[Point localization data]
○ ○ ○ ○

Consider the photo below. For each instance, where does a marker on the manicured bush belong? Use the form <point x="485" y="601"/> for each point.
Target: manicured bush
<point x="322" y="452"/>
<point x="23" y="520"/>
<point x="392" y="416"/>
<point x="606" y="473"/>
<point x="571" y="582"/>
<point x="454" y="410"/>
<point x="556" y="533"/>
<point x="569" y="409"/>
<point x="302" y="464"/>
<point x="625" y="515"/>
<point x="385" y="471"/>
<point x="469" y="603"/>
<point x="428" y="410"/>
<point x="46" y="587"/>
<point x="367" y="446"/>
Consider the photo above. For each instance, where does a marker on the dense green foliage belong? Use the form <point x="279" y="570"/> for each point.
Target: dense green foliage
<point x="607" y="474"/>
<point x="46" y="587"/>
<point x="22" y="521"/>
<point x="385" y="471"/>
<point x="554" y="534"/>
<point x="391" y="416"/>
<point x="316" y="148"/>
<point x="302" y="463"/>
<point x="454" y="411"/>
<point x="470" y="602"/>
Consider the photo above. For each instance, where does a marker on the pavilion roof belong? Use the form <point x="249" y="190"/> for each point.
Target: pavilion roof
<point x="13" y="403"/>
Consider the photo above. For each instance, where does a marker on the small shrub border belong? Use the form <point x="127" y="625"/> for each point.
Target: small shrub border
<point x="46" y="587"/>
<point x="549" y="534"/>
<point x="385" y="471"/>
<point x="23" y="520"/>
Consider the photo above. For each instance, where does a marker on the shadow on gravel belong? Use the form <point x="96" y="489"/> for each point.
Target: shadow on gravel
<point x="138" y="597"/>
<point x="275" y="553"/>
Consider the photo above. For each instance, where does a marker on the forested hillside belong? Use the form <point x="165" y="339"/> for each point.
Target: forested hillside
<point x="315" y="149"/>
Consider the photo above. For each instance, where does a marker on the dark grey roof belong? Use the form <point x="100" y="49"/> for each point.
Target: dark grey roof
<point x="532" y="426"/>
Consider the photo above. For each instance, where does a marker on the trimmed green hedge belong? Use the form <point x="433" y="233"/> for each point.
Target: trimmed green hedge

○ ○ ○ ○

**WHAT TO WORK ON**
Write the records above out again, exactly as they are.

**FINISHED TASK**
Consider the photo below. For each instance, where does a marker on the manicured bush belong? Use the form <point x="485" y="601"/> for each point.
Target: manicured bush
<point x="322" y="452"/>
<point x="23" y="520"/>
<point x="392" y="416"/>
<point x="606" y="473"/>
<point x="571" y="582"/>
<point x="454" y="410"/>
<point x="556" y="533"/>
<point x="569" y="409"/>
<point x="302" y="464"/>
<point x="625" y="515"/>
<point x="385" y="471"/>
<point x="469" y="603"/>
<point x="428" y="410"/>
<point x="46" y="587"/>
<point x="367" y="446"/>
Consider the photo above. For each instance, where does a marker on the dense green foliage belong? Use the form <point x="279" y="570"/> for each point.
Target: dense green foliage
<point x="607" y="474"/>
<point x="46" y="587"/>
<point x="22" y="521"/>
<point x="385" y="471"/>
<point x="554" y="534"/>
<point x="391" y="416"/>
<point x="316" y="148"/>
<point x="302" y="463"/>
<point x="454" y="411"/>
<point x="470" y="602"/>
Consider the photo above. For each instance, where does a marker on the pavilion roof belong? Use the form <point x="249" y="190"/> for each point.
Target: pavilion roof
<point x="13" y="403"/>
Consider the photo above. For each instance, where does a marker on the small shrub border belong? Use the form <point x="127" y="625"/> for each point.
Target: small shrub border
<point x="46" y="587"/>
<point x="549" y="534"/>
<point x="385" y="471"/>
<point x="23" y="520"/>
Consider the photo above. For each instance, where does a marker on the shadow on gravel belong? Use the form <point x="96" y="489"/> for each point.
Target: shadow on gravel
<point x="138" y="597"/>
<point x="275" y="553"/>
Consider the photo above. For each instance, where does a marker on the forested hillside belong? Use the form <point x="165" y="339"/> for each point.
Target: forested hillside
<point x="315" y="149"/>
Consider the photo above. For each instance, where does a marker on the dark grey roof belong? Use the form <point x="100" y="49"/> for each point.
Target: dark grey roof
<point x="532" y="426"/>
Consider the photo above. For each instance, where does a marker on the trimmed green hedge belong? Use the form <point x="433" y="233"/> for each point.
Target: trimmed green hedge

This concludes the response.